Dataset entries:
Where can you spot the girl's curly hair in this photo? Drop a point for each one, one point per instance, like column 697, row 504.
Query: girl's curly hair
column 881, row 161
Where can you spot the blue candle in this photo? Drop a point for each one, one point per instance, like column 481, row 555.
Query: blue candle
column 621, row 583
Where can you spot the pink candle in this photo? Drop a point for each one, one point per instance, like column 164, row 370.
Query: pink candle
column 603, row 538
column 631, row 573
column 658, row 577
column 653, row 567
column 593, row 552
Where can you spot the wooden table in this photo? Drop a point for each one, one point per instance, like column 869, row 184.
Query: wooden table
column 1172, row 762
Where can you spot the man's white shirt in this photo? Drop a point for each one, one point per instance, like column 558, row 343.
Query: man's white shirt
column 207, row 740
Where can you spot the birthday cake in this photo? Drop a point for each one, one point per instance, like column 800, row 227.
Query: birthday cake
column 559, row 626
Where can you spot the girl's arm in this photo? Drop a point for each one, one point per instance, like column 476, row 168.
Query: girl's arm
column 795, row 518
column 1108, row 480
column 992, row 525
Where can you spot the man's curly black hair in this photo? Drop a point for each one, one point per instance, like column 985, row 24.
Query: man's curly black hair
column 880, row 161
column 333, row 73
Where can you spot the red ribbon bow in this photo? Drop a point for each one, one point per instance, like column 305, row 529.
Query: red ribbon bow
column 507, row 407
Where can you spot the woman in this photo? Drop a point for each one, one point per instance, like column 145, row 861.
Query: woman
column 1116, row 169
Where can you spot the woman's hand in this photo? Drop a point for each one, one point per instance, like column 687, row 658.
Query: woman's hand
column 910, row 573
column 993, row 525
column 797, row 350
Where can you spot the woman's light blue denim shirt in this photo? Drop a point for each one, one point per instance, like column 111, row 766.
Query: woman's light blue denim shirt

### [Exercise]
List every line above containing the word "light".

### [The answer]
Where can you spot the woman's light blue denim shirt in this photo? Drop a point for each one, one point per instance, like column 111, row 766.
Query: woman's light blue denim shirt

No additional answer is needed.